— Start of TEXT SECTION —

Greeley, Horace

Horace Greeley
Horace Greeley

Horace Greeley (February 3, 1811-November 29, 1872), Universalist journalist, reformer, and politician, is best known as the longtime, innovative publisher and editor of the New York Tribune. In 1872 he campaigned unsuccessfully for the United States presidency as the candidate of the Liberal Republicans and Democrats, running against incumbent Republican Ulysses S. Grant.

Horace was born in Amherst, New Hampshire, the third child of Zaccheus Greeley, a farmer and day-laborer, and Mary Woodburn. His family moved often, and he was erratically home-schooled until the age of 14. A voracious reader, he was largely self-educated. Although he had never heard of Universalism, through reflection and Bible-reading, he early adopted a Restorationist theology. “Upon re-reading that book in the light of my new convictions, I found therein abundant proof of their correctness,” he later wrote. He saw the scriptures as “so happily blending inexorable punishment for every offense with unfailing pity and ultimate forgiveness for the chastened transgressor.”

— End of TEXT SECTION —

[CHALLENGE 1] Report every line of the records that contains the string "dark".

— Start of PROVIDED INFORMATION —

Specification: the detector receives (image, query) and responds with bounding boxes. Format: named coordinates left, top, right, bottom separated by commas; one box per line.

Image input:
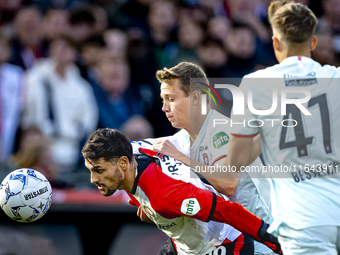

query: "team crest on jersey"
left=181, top=198, right=201, bottom=216
left=203, top=153, right=209, bottom=165
left=213, top=132, right=229, bottom=149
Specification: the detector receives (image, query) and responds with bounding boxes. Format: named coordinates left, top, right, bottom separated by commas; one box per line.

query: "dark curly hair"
left=81, top=128, right=133, bottom=162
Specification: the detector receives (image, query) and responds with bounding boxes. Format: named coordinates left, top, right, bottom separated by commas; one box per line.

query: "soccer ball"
left=0, top=168, right=52, bottom=222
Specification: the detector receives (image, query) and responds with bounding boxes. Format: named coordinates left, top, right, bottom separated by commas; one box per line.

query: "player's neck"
left=278, top=47, right=312, bottom=63
left=187, top=107, right=210, bottom=146
left=121, top=159, right=137, bottom=192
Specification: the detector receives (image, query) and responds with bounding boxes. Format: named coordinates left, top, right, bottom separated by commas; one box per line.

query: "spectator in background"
left=121, top=115, right=154, bottom=141
left=103, top=29, right=128, bottom=58
left=42, top=9, right=70, bottom=40
left=94, top=57, right=144, bottom=129
left=28, top=0, right=86, bottom=12
left=40, top=9, right=70, bottom=57
left=0, top=32, right=23, bottom=164
left=207, top=16, right=231, bottom=41
left=91, top=5, right=109, bottom=34
left=319, top=0, right=340, bottom=62
left=198, top=37, right=228, bottom=78
left=225, top=24, right=258, bottom=78
left=70, top=9, right=96, bottom=43
left=0, top=0, right=23, bottom=37
left=23, top=33, right=98, bottom=174
left=127, top=27, right=176, bottom=137
left=312, top=27, right=336, bottom=65
left=106, top=0, right=151, bottom=31
left=148, top=1, right=178, bottom=67
left=9, top=6, right=47, bottom=70
left=79, top=34, right=108, bottom=83
left=166, top=17, right=204, bottom=68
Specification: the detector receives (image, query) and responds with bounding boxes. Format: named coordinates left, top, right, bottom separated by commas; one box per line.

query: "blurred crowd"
left=0, top=0, right=340, bottom=187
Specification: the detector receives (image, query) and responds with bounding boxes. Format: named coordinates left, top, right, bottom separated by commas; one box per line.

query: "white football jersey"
left=232, top=56, right=340, bottom=230
left=173, top=110, right=273, bottom=253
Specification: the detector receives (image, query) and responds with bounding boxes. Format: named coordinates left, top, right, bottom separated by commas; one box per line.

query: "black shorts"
left=158, top=235, right=254, bottom=255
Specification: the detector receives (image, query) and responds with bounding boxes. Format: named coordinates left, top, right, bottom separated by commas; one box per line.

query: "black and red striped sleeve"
left=138, top=163, right=216, bottom=221
left=138, top=163, right=270, bottom=243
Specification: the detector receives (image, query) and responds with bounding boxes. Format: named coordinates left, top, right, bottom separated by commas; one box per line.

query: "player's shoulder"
left=243, top=64, right=282, bottom=78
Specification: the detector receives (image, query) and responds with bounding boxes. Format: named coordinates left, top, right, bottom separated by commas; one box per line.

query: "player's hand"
left=128, top=199, right=138, bottom=207
left=257, top=221, right=283, bottom=254
left=137, top=207, right=154, bottom=224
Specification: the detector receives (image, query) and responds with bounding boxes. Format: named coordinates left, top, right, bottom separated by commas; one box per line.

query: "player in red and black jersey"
left=82, top=129, right=281, bottom=255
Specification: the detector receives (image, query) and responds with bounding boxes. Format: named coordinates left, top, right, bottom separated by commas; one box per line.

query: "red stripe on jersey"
left=138, top=163, right=215, bottom=221
left=212, top=155, right=227, bottom=165
left=234, top=235, right=244, bottom=255
left=171, top=238, right=178, bottom=253
left=125, top=191, right=140, bottom=207
left=231, top=133, right=258, bottom=138
left=211, top=196, right=262, bottom=241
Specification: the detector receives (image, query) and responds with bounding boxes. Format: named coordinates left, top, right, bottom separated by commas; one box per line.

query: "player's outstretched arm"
left=152, top=140, right=240, bottom=196
left=135, top=149, right=281, bottom=253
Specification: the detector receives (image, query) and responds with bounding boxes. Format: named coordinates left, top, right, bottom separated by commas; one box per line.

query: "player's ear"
left=310, top=35, right=318, bottom=51
left=272, top=36, right=280, bottom=51
left=191, top=91, right=201, bottom=106
left=117, top=156, right=129, bottom=171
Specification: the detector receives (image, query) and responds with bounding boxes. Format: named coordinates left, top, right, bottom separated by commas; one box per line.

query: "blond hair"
left=156, top=61, right=209, bottom=96
left=268, top=1, right=318, bottom=43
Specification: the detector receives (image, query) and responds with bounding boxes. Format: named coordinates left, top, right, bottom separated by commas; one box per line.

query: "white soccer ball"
left=0, top=168, right=52, bottom=222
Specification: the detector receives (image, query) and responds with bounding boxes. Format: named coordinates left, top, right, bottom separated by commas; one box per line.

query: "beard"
left=101, top=169, right=124, bottom=197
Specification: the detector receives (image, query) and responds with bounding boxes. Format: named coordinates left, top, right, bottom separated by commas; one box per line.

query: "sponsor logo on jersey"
left=143, top=205, right=154, bottom=216
left=199, top=146, right=208, bottom=151
left=213, top=132, right=229, bottom=149
left=158, top=222, right=177, bottom=230
left=181, top=198, right=201, bottom=216
left=203, top=153, right=209, bottom=165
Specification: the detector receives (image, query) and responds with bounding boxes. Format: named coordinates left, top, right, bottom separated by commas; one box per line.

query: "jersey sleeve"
left=138, top=160, right=280, bottom=251
left=207, top=125, right=230, bottom=165
left=138, top=163, right=216, bottom=221
left=230, top=76, right=264, bottom=138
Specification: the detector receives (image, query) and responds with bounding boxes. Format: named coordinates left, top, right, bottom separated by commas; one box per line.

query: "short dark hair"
left=81, top=128, right=133, bottom=162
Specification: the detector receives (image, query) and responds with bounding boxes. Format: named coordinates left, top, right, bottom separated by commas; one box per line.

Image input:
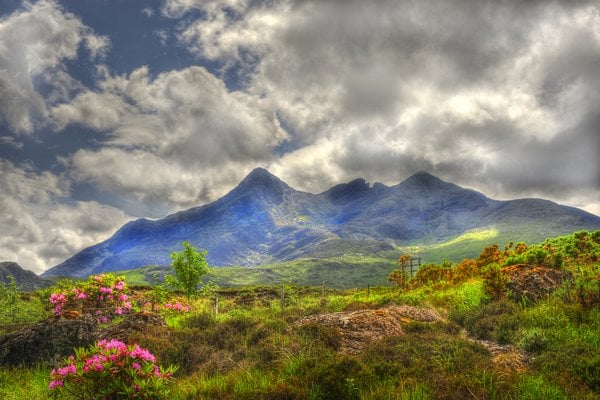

— End of PROVIDED INFORMATION —

[CHALLENGE 2] Name each person mentioned in the passage about Horace Greeley.

[TASK SOLUTION 1]
query: "dark curly hair"
query: "short dark hair"

[TASK SOLUTION 2] Horace Greeley, Ulysses S. Grant, Zaccheus Greeley, Mary Woodburn